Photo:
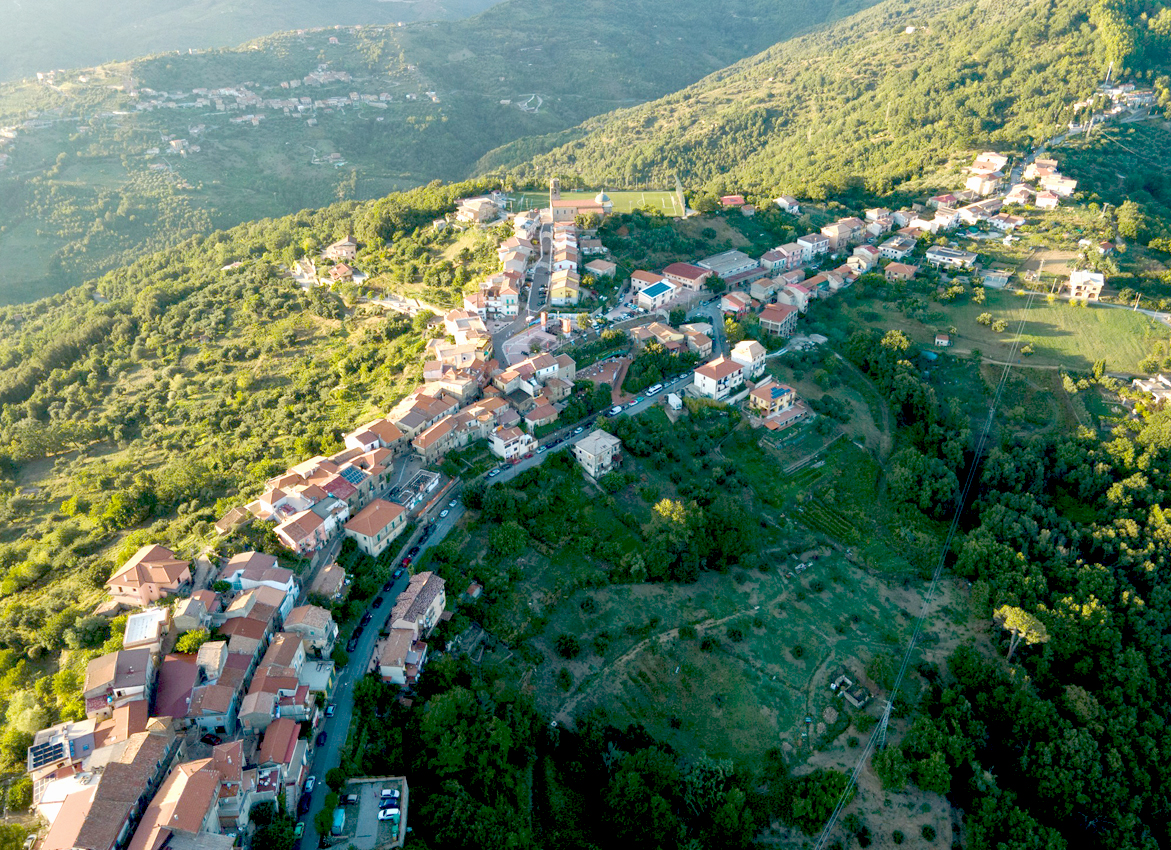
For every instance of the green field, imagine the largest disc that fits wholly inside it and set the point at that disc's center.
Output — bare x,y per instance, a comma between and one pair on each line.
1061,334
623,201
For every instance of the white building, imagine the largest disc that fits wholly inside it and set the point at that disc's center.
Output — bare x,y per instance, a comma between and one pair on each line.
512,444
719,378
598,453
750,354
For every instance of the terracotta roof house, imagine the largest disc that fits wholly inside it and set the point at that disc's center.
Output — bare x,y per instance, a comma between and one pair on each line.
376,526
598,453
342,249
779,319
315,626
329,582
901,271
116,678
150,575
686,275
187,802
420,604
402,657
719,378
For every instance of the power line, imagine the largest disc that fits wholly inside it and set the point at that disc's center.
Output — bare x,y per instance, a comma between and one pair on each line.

########################################

## Task to carry out:
Each entry above should be printed again word for word, with any picture dropped.

## Answer to this exercise:
Photo:
For every instance of the green field, imagine the largest disc that fits wholly inside it and set the point at that disc's center.
Output — bare x,y per instance, a comma between and one pair on each line.
1061,334
623,201
For every instance of the white building, imagine the largest disc that fits wholly inside it and set the point at that disc's center.
Output — bare x,y per instance, a comma between and one pair on each line.
512,444
719,378
598,453
750,354
For every instance of the terracotta roof house, imagine the largest disc that fits wholly inside it and set the point at that disc's center.
Output — bare x,y per instance, a comma between and one pair on each line.
376,526
598,453
342,249
779,319
315,626
329,582
901,271
116,678
150,575
686,275
187,802
420,604
402,657
719,378
For every instance of the power line, imagine the largest disc that fits wholly inside it and set the point at that disc's center.
Output — bare x,y per instance, a comma between and one pair on each line.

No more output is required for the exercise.